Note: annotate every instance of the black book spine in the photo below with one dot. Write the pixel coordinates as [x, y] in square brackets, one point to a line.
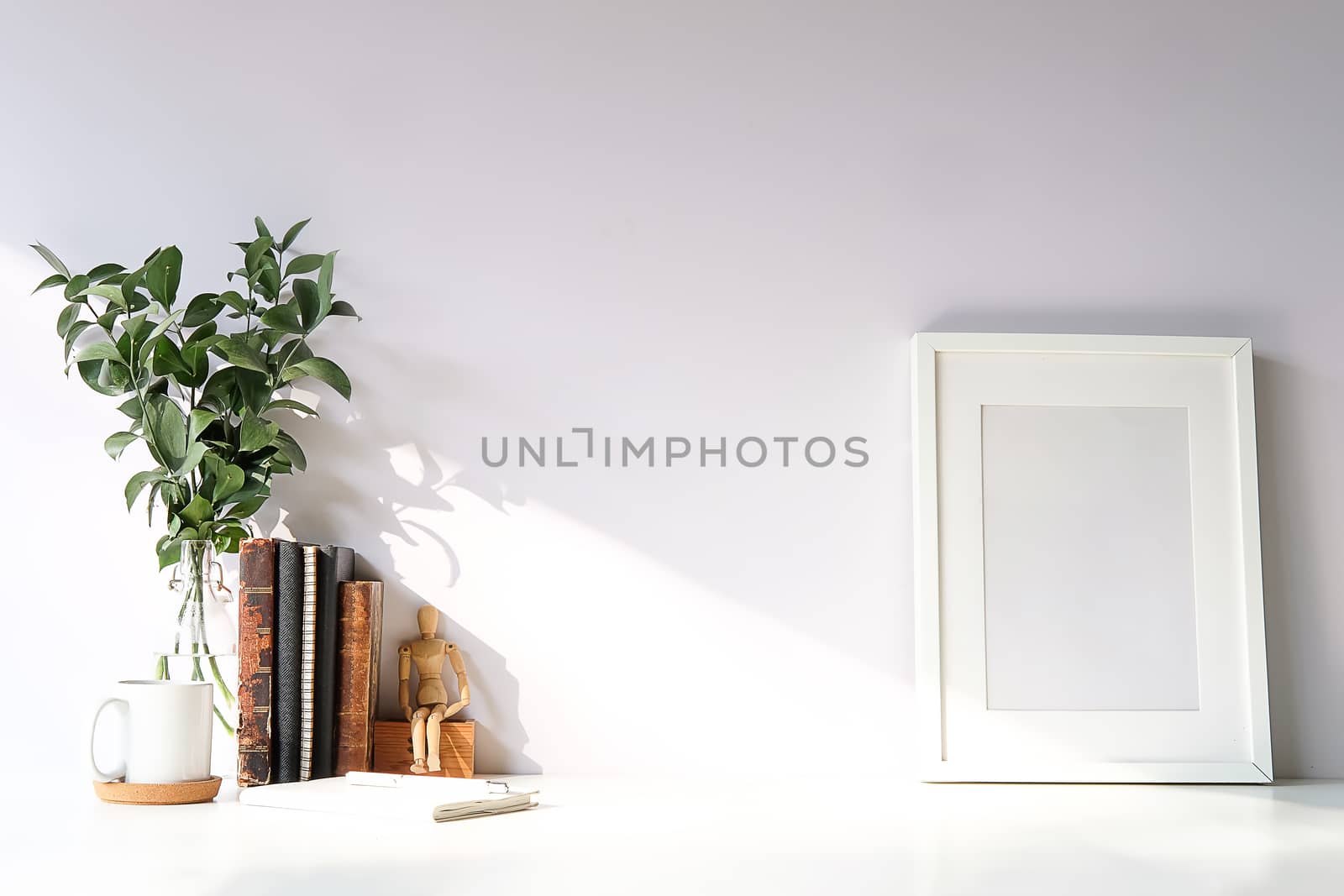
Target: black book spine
[335, 564]
[289, 634]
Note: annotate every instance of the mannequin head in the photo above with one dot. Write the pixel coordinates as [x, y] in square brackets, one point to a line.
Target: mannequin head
[428, 620]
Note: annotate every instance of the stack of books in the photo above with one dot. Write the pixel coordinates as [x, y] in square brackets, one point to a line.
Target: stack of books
[308, 642]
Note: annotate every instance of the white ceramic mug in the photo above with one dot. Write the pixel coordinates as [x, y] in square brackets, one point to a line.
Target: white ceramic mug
[165, 731]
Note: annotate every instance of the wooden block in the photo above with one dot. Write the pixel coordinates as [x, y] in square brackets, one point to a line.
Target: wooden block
[456, 748]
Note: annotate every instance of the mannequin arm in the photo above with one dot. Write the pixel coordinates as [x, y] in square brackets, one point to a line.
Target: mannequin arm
[464, 689]
[403, 681]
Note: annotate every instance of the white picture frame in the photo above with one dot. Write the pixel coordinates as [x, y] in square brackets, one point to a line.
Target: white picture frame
[1173, 688]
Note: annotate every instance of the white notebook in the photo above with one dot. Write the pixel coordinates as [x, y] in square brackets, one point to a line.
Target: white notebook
[378, 795]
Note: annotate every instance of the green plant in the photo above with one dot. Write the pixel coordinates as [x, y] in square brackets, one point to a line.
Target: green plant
[201, 391]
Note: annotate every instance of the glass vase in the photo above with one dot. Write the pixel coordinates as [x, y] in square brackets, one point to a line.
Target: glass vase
[205, 637]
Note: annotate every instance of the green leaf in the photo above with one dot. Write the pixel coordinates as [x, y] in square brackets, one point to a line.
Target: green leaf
[234, 300]
[292, 352]
[255, 432]
[340, 308]
[228, 481]
[292, 234]
[291, 405]
[255, 390]
[163, 273]
[55, 280]
[202, 309]
[129, 285]
[51, 259]
[112, 293]
[281, 317]
[67, 317]
[167, 430]
[73, 333]
[239, 354]
[324, 369]
[104, 271]
[259, 248]
[248, 506]
[198, 511]
[96, 376]
[197, 362]
[100, 352]
[163, 325]
[138, 484]
[324, 281]
[302, 265]
[309, 302]
[194, 454]
[168, 359]
[76, 286]
[198, 421]
[118, 443]
[268, 284]
[289, 450]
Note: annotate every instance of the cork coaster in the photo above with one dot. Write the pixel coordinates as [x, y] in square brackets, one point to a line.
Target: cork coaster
[178, 794]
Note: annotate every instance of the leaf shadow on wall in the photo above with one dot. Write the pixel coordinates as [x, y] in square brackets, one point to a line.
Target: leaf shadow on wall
[1297, 640]
[353, 493]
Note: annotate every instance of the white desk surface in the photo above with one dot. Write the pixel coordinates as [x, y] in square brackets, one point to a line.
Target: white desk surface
[597, 835]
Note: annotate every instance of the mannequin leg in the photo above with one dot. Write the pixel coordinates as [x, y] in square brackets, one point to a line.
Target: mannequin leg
[432, 736]
[418, 741]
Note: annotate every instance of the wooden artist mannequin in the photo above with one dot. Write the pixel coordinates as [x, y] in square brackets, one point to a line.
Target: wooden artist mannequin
[430, 696]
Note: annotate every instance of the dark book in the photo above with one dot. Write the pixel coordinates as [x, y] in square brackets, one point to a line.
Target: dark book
[308, 667]
[335, 564]
[289, 644]
[255, 654]
[360, 636]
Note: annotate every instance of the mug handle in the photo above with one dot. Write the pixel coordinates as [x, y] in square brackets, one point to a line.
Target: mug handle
[120, 772]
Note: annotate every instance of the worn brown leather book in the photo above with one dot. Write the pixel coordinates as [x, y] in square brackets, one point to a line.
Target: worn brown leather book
[360, 636]
[255, 658]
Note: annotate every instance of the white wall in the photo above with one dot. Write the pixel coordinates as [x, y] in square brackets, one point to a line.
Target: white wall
[669, 219]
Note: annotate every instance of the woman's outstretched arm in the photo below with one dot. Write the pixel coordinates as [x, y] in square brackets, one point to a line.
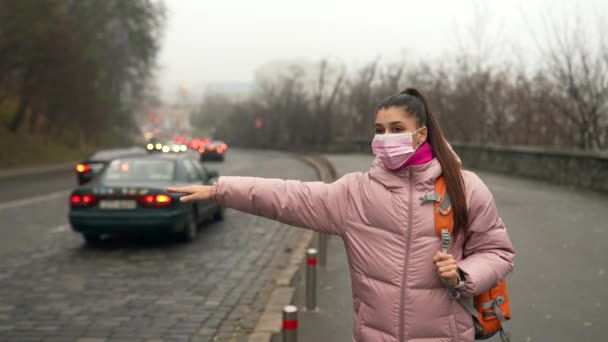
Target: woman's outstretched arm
[313, 205]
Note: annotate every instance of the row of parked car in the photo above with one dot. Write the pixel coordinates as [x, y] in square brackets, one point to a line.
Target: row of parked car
[209, 150]
[123, 192]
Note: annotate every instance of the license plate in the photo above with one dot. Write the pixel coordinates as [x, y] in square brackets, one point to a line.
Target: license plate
[117, 204]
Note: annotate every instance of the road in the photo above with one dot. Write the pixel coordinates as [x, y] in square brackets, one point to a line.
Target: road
[54, 288]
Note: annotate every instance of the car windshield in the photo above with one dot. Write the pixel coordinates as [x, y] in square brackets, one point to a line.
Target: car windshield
[131, 169]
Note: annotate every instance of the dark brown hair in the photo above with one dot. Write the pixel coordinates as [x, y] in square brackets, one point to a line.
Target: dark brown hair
[414, 103]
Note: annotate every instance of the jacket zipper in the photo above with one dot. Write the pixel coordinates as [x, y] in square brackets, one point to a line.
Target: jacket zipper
[407, 258]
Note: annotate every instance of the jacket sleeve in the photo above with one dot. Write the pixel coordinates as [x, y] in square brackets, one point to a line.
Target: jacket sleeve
[488, 253]
[313, 205]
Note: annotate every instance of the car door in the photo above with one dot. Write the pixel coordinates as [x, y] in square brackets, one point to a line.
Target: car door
[194, 178]
[200, 177]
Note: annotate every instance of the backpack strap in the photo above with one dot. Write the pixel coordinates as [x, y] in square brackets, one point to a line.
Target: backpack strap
[444, 216]
[444, 226]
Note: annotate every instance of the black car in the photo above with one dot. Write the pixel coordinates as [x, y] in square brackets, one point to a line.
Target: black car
[129, 197]
[86, 170]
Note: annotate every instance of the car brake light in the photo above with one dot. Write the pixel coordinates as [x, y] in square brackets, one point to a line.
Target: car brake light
[83, 168]
[164, 199]
[159, 200]
[82, 200]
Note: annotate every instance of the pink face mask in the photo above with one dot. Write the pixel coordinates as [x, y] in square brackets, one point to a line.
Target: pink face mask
[394, 149]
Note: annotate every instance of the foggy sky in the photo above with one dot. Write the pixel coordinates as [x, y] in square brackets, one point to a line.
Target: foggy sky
[210, 41]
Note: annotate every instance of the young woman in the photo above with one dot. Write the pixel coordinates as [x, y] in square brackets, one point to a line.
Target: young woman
[398, 272]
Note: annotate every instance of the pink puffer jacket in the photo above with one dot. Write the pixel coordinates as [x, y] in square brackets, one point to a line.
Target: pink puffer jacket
[390, 240]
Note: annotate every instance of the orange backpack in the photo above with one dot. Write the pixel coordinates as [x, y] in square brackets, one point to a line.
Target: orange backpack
[490, 309]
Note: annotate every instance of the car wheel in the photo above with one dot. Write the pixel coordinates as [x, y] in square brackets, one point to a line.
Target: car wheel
[92, 239]
[191, 228]
[219, 214]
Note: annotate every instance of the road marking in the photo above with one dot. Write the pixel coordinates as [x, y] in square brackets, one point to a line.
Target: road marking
[31, 200]
[60, 229]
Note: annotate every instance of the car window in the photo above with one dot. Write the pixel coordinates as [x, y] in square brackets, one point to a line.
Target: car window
[180, 173]
[190, 171]
[130, 169]
[200, 170]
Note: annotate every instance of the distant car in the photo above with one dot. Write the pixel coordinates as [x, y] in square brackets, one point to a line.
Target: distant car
[129, 197]
[213, 151]
[166, 147]
[89, 168]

#####

Each record above should come back exactly the same, only without its pictures.

Note: annotate every instance of the black book spine in the photo below with one dot. Write the pixel coordinates as [x, y] in square brackets, one point to a line.
Target: black book spine
[335, 564]
[289, 634]
Note: annotate every instance of the mannequin head in the photo above with one dot. Write the pixel coordinates as [x, y] in square brackets, one point to a line.
Target: mannequin head
[428, 620]
Note: annotate every instance of the stack of books in the photo above with one dot. Write the pixel coordinates as [x, y] in square brackets, one point to a line.
Target: stack of books
[308, 642]
Note: annotate every instance of the white ceramic mug in the photo above with one dot. Write the pixel coordinates as [x, y] in square brackets, one point to a line.
Target: white ceramic mug
[165, 731]
Note: annotate every instance of the wooden block in the photo above with one dot. Write the pixel coordinates as [x, y] in square brackets, one point to a line.
Target: wooden block
[456, 748]
Note: annotate every instance of the mannequin arm in the photo above with one dot. Write the pixel coordinates as [x, y] in square brackets, one point to a line.
Target: mannequin arm
[464, 689]
[403, 681]
Note: annotate every instance of the white picture frame in the photo above with one dot. Write the pixel coordinates as [x, y] in square brackets, one point to a line.
Target: white picture frame
[1173, 688]
Note: annotate every instance of the white notebook in the photo above with one dot. Write the pixel coordinates as [x, y] in square brackets, one point to a line.
Target: white notebook
[378, 795]
Note: annotate every instance of the green plant in the photo above with one dot. Write the pixel coordinates as [x, y] in square brackets, one point to a line.
Target: green plant
[201, 391]
Note: annotate every instance of the glass vase in the photo above with one dot. Write the pixel coordinates as [x, y] in square brackets, one point to a line.
Target: glass vase
[205, 637]
Note: annotate every instance of the green leaf in the photo above with one dot. Write the pixel coordinates as [x, y] in square brackets, one point to a line.
Target: green leaf
[234, 300]
[292, 352]
[255, 432]
[340, 308]
[228, 481]
[292, 234]
[291, 405]
[255, 390]
[163, 273]
[55, 280]
[202, 309]
[129, 285]
[51, 259]
[112, 293]
[281, 317]
[67, 317]
[167, 430]
[73, 333]
[239, 354]
[324, 369]
[104, 271]
[259, 248]
[248, 506]
[198, 511]
[96, 376]
[197, 362]
[100, 352]
[163, 325]
[138, 484]
[324, 281]
[302, 265]
[309, 302]
[194, 454]
[168, 359]
[76, 286]
[198, 421]
[118, 443]
[268, 284]
[289, 450]
Note: annotate every instance of the cork coaster in the photo above with one dot. Write the pixel coordinates as [x, y] in square brackets, one point to a line.
Target: cork coaster
[178, 794]
Note: annotate every instance of the leaf shadow on wall in the photo above with one dot. Write the pixel coordinates as [x, y] in square brackets, one point to a line.
Target: leaf shadow on wall
[1297, 640]
[353, 493]
Note: annotate every instance of the white desk surface in the photo above with one dot. Write the pixel coordinates as [x, y] in square brackets, one point to a line.
Target: white desk surface
[597, 835]
Note: annotate every instance of the mannequin leg in the photo above with one dot. Write the pixel coordinates as [x, y] in square brackets, one point to a line.
Target: mannequin leg
[432, 736]
[418, 741]
Note: annotate every instance of the wooden artist mannequin in the photo above with one dot. Write the pixel coordinates as [x, y] in square brackets, one point to a line.
Target: wooden artist mannequin
[430, 696]
Note: annotate every instance of the dark book in the photo above with one dot. Write the pixel coordinates as [x, y] in square brackets, one point to a line.
Target: dark book
[308, 667]
[335, 564]
[289, 644]
[255, 654]
[360, 636]
Note: annotate every instance of the mug handle in the photo above with one dot. Write the pixel coordinates as [x, y] in square brackets, one point to a line.
Target: mug handle
[120, 772]
Note: annotate every instance of the worn brown leather book in the photo above with one dot. Write the pixel coordinates as [x, y] in square brackets, one point to a line.
Target: worn brown leather book
[360, 636]
[255, 658]
Note: annotate every instance of the white wall in the photo above with one dot. Write the pixel coordinates as [x, y] in square brackets, one point to a line.
Target: white wall
[669, 219]
Note: annotate every instance of the woman's outstretched arm in the photo below with one dot. Write the pixel coordinates as [x, y] in square brackets, one point to a line.
Target: woman's outstretched arm
[313, 205]
Note: annotate every instance of the row of parked car in the photo above with one dot. Write the pixel coordinates as [x, y] in square brackets, one point to a line.
Target: row of parked car
[209, 150]
[123, 192]
Note: annotate every instance of the license plate in the photo above with one dot. Write the pixel coordinates as [x, y] in square brackets, one point to a line.
Target: license plate
[117, 204]
Note: annotate every instance of the road in the photo above with one dot. Write the pixel coordinates as [x, y] in square brackets, one point to a line.
Target: road
[54, 288]
Note: annotate every instance of the car windshield in the photo above with one dot. Write the pixel coordinates as [x, y] in square brackets, one point to a line.
Target: car windshield
[131, 169]
Note: annotate every instance of the dark brown hair in the photo above with one dot. Write the pixel coordinates as [x, y] in square brackets, one point to a line.
Target: dark brown hair
[414, 103]
Note: annotate every instance of the jacket zipper in the photo above with one dot. Write the pixel coordinates as [x, y] in square brackets, one point to a line.
Target: jacket zipper
[407, 258]
Note: annotate every instance of the jacket sleeve in the photo above with one dot. Write the pixel coordinates as [x, y] in square brackets, one point to a line.
Target: jacket sleeve
[488, 253]
[313, 205]
Note: annotate every instance of the car door in the photo above with one dot. Write the pixel coordinates as [x, y] in square brackets, one point to a line.
Target: car door
[194, 178]
[200, 177]
Note: annotate every instance of the backpack strap in the photo above with one dot. Write the pixel coordinates as [x, y] in square brackets, one point to a line.
Target: backpack strap
[444, 216]
[444, 226]
Note: annotate every instance of the black car in the photo above with one dot. Write the pixel coordinates as [x, y] in square brackets, one point to a line.
Target: black car
[129, 197]
[86, 170]
Note: annotate every instance of the car brake light in the photo above with one dot. Write the pixel coordinates as [x, y] in square brackets, one point to a line.
Target: car brake light
[83, 168]
[164, 199]
[159, 200]
[82, 200]
Note: annotate every instance of the pink face mask in the photo above with one dot. Write the pixel coordinates as [x, y] in square brackets, one point to a line.
Target: pink face mask
[394, 149]
Note: annotate every instance of the foggy sky in the photo above with one dot. Write the pixel coordinates as [x, y] in square brackets, one point to a line.
Target: foggy sky
[210, 41]
Note: annotate every instance of the young woman in the photo above with one dot. Write the pixel coordinates as [x, y] in square brackets, one point to a line.
Target: young woman
[398, 272]
Note: annotate every instance of the pink puffer jacket in the photo above with one dot. Write the pixel coordinates as [x, y] in square brackets, one point to a line.
Target: pink puffer jacket
[390, 240]
Note: annotate every instance of the orange backpack in the photo above with one dot. Write the pixel coordinates as [x, y] in square brackets, one point to a line.
Target: orange backpack
[490, 309]
Note: annotate every instance of the car wheel in the photo above with one dot. Write the pixel coordinates as [x, y] in square brackets, one point to a line.
Target: car wheel
[92, 239]
[191, 228]
[219, 214]
Note: annotate every instance of the road marking in the photo above with one dot. Write the pixel coordinates as [x, y] in square brackets, one point to a line.
Target: road marking
[31, 200]
[60, 229]
Note: annotate every instance of the car window in the photo above with one dot. Write the pixel coordinates as [x, y] in square brackets, one point to a line.
Target: car window
[180, 173]
[190, 171]
[130, 169]
[200, 170]
Note: annotate every instance of the distant car in the photo above with one dot. Write the pixel coordinates as [x, y] in square brackets, one point to a line.
Target: distant car
[129, 197]
[213, 151]
[166, 147]
[89, 168]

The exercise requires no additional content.